Seit einigen Monaten läuft es wieder besser in den Schwellenländern. Dafür gibt es sicherlich fundamentale Gründe. Die Initialzündung kam aber von woanders.
Manchmal ist es ein Glücksfall, veralbert zu werden. Auch wenn man zunächst den Witz nicht versteht. Als etwa 2006 ein Film mit dem Titel „Borat – Kulturelle Lernung von Amerika, um Benefiz für glorreiche Nation von Kasachstan zu machen“ erscheint, schäumt die Regierung von Kasachstan. Der Film besudele das Ansehen des Landes, heißt es, das Außenministerium droht mit Klage.

▶ [Auflistung]:
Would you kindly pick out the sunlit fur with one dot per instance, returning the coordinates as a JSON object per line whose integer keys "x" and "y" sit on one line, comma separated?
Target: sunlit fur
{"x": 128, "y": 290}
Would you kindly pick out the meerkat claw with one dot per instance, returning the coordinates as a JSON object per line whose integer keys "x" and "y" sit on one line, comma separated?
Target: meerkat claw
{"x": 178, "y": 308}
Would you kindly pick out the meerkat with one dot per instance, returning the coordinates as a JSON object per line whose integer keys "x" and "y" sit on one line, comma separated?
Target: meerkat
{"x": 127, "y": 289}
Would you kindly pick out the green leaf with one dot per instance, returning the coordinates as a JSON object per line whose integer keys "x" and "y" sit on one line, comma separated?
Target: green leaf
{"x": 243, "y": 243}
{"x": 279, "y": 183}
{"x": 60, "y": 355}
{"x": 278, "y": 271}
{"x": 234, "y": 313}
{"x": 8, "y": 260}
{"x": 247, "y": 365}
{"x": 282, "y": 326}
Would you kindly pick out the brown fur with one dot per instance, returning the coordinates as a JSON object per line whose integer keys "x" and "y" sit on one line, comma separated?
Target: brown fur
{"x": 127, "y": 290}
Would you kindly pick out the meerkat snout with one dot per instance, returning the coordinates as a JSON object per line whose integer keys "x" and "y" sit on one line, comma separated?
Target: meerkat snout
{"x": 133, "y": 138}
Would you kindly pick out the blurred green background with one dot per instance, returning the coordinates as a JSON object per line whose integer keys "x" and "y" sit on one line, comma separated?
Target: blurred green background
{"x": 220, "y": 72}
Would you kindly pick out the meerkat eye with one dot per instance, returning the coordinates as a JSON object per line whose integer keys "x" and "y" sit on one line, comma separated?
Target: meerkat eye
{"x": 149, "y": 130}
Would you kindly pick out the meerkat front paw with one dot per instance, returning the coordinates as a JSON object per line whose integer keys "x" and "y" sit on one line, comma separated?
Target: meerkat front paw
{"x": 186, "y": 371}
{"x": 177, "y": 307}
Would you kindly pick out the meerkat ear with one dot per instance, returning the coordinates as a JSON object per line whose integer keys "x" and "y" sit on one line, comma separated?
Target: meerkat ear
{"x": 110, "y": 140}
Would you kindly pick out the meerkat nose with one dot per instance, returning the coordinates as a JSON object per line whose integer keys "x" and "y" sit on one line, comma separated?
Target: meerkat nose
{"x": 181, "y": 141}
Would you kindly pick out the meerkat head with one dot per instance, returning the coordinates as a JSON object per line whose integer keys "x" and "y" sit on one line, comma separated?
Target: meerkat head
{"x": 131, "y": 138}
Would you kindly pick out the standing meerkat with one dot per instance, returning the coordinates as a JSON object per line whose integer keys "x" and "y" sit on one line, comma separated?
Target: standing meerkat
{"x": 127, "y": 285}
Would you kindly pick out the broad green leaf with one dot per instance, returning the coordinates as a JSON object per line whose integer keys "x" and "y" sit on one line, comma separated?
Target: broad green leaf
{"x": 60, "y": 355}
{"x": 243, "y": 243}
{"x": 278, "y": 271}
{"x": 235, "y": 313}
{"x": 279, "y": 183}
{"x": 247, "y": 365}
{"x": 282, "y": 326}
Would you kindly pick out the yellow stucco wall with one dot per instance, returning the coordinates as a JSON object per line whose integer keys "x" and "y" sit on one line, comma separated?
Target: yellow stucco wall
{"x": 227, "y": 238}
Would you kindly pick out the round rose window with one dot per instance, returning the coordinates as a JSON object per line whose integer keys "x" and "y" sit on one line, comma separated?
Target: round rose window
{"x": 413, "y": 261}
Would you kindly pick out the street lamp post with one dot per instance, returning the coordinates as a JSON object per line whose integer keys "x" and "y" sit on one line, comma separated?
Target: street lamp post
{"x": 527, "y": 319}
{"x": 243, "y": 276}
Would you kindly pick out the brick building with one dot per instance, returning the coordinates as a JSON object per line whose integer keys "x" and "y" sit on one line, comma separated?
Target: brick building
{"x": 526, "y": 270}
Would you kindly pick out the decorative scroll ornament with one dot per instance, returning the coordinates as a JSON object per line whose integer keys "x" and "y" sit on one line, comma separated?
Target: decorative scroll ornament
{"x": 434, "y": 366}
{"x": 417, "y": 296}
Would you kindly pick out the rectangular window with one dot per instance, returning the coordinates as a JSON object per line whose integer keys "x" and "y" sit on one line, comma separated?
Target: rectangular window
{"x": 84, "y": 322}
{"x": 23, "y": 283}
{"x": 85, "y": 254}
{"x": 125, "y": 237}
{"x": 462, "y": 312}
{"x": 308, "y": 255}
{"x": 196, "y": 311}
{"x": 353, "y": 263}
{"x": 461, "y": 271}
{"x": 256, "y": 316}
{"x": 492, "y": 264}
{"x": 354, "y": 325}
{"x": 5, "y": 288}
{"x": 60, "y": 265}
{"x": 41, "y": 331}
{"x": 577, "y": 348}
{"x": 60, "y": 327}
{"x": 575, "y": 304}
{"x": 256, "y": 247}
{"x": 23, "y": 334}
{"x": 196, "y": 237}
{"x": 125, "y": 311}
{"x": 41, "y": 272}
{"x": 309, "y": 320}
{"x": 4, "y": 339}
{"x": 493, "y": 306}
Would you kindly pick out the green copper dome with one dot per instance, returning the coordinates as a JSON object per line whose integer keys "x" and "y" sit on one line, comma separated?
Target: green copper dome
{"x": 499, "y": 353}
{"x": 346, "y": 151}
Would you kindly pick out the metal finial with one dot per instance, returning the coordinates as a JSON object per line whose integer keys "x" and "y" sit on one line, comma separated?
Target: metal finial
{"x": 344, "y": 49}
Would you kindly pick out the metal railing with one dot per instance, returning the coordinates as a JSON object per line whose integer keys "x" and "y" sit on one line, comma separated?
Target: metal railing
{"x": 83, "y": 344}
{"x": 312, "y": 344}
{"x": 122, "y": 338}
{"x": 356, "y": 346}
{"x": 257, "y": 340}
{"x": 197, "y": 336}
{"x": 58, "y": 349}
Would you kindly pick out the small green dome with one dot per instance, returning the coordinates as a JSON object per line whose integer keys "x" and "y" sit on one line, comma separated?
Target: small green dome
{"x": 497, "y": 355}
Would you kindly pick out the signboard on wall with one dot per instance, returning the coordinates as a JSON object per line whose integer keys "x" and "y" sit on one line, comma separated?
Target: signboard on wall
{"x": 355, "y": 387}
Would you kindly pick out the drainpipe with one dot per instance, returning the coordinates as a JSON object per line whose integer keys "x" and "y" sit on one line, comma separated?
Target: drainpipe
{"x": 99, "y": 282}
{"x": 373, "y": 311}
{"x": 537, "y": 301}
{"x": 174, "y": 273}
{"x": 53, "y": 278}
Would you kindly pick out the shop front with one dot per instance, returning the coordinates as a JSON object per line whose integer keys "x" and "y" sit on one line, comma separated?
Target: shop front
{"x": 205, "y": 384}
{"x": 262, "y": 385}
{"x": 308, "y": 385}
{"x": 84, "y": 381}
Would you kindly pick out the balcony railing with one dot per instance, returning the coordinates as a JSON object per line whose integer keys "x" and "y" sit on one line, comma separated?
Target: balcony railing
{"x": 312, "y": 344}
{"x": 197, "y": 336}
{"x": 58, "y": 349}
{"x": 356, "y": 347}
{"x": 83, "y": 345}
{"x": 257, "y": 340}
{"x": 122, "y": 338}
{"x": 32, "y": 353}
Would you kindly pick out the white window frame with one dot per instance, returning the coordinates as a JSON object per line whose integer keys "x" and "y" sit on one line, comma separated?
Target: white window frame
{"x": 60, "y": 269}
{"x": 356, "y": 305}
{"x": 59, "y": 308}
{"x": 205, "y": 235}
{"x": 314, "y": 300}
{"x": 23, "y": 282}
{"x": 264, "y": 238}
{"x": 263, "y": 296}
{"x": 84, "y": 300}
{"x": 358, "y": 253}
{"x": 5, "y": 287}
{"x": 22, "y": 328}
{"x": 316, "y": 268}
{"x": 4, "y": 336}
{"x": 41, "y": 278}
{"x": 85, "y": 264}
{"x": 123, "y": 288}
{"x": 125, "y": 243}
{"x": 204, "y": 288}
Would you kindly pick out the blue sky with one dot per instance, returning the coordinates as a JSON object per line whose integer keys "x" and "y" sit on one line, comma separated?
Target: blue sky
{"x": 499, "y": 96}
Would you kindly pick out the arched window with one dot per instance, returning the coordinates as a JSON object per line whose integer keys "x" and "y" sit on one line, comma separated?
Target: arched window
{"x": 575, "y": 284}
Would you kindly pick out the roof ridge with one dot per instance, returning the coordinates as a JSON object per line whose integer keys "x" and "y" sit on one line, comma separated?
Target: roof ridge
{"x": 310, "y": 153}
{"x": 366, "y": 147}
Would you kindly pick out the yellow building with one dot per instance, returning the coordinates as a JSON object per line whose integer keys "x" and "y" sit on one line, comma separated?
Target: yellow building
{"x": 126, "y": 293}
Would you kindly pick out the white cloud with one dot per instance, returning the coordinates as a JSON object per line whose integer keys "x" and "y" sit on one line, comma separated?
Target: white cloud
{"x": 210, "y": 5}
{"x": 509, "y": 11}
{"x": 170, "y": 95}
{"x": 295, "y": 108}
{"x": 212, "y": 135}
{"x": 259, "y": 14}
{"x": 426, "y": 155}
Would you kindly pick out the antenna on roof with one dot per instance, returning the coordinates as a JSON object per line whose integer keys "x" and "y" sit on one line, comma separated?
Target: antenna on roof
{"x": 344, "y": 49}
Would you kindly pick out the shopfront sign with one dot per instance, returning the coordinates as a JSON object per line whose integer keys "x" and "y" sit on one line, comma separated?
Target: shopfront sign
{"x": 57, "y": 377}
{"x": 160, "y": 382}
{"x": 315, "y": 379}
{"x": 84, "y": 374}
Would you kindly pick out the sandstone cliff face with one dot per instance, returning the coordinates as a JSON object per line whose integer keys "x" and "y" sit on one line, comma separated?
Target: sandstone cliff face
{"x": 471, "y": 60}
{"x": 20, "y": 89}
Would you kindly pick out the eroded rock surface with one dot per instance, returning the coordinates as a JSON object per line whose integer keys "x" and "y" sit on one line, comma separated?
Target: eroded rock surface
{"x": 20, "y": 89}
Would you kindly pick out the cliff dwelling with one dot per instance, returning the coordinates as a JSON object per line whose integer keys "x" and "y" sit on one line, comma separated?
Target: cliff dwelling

▶ [Aufgabe 1]:
Gib den Abschnitt aus dem Textauszug über die Schwellenländer wortgetreu wieder, der mit den Worten „Seit einigen Monaten“ beginnt und mit „aber von woanders.“ endet.
▶ [Aufgabe 2]:
Womit drohte das Außenministerium von Kasachstan laut dem Textauszug wegen des Films?
▶ [Aufgabe 3]:
Setze den Textauszug über die Schwellenländer und den Film über Kasachstan nach seinem letzten Satz fort.

▶ [Ergebnis 1]:
Seit einigen Monaten läuft es wieder besser in den Schwellenländern. Dafür gibt es sicherlich fundamentale Gründe. Die Initialzündung kam aber von woanders.

▶ [Ergebnis 2]:
Mit einer Klage.

▶ [Ergebnis 3]:
Oberflächlich betrachtet zu Recht, denn Borat ist in der Tat kein sehr schmeichelhaftes Aushängeschild Allerdings entlarvt Borat-Erfinder Sacha Baron Cohen mit seiner Satire eher die Amerikaner als die Kasachen. Zudem findet die Sache ein glückliches Ende. Sechs Jahre später räumt der damalige Außenminister Jerschan Qasychanow ein, dass sich seit dem Film die Touristenzahlen verzehnfacht haben, und sagt: „Ich danke Borat, dass er uns Touristen bringt.“
So ein Glück haben nicht alle Schwellenländer. Chile etwa versucht, über die neu gegründete Agentur Invest-Chile ausländische Investoren anzulocken. Im Juli veranstaltete sie eine viertägige Werbetour durch Kalifornien und traf acht Unternehmen aus der Nahrungsmittel-Industrie. Nahrung ist der zweitgrößte Exportzweig Chiles nach dem Bergbau. Andere Länder wie Russland und die Türkei schotten sich lieber ab, vergraulen Touristen und Investoren und setzen auf totalitäre Regime. So verschieden sind die Schwellenländer. Geworden.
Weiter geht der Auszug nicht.